SELECTED EXTRACT:
SWANLINBAR was and always will be GAA country. As soon as Chris Curran was able to kick an O’Neill’s ball around the place he would represent his hometown club.

And, who knows, maybe one day he’d play for Cavan. After the hazy summer of ’97, when Cavan swaggered their way to a first Ulster title in 28 years, every kid wanted to be Larry Reilly.

Heading down Clones hill, Curran was no different.

“In primary school he was always the best player on the team and on all the underage teams the whole way through,” Cavan footballer Gearoid McKiernan says of his close friend Chris Curran.

“He played wing-back, wing-forward, if there was a fire to put out, Chris would put it out. If you needed him in the backs, he’d go in there. If you needed a score he’d be the man for that too.

“He was a very good Gaelic footballer. The trajectory he was on, he was definitely good enough for inter-county, and knowing his attitude he would have applied himself to it.”

Curran’s sporting career took an unexpected turn. By the time he’d celebrated his 16th birthday he was playing for Manchester United.

As it happened, he idolised United growing up, but nobody from a small town like Swanlinbar dared to dream of playing for the Old Trafford giants.

“I think for a lot of lads growing up, playing football from eight or nine-years-old, it is something that they might have in their minds. But for us living in Swanlinbar it was just never on our radar,” Curran says, who is preparing for Cliftonville’s Irish Cup semi-final against Glentoran at Windsor Park this evening.

“It just didn’t seem possible. You didn’t think it really existed outside of the television and the radio. So it wasn’t an ambition of mine.”

From a young age, Gearoid McKiernan and Chris Curran were joined at the hip.

Gearoid didn’t go anywhere without Chrissy and Chrissy didn’t go anywhere without Gearoid.

McKiernan was first cousins with Tomas and Ruairi Corrigan.

Their father and former Fermanagh manager Dominic Corrigan was friendly with Brian Khan who was doing great work with the underage teams at Ballinamallard United.

PROBLEMS TO WORK ON:
1) According to the piece on Chris Curran, why was playing for Manchester United never one of his ambitions? Answer in one to three sentences.
2) In the piece on Chris Curran, which team is Cliftonville facing in the Irish Cup semi-final?

INFORMATION SUPPLIED:
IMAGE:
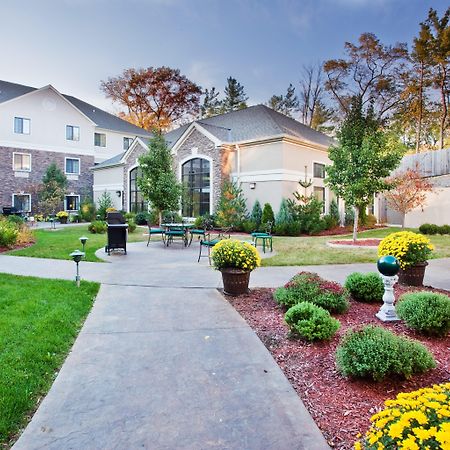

ANSWERS IN ORDER:
1) For boys living in Swanlinbar, playing for a club like Manchester United was never on their radar and didn't seem possible. Curran says it didn't seem to exist outside of television and radio, so it wasn't an ambition of his.

2) Glentoran, at Windsor Park.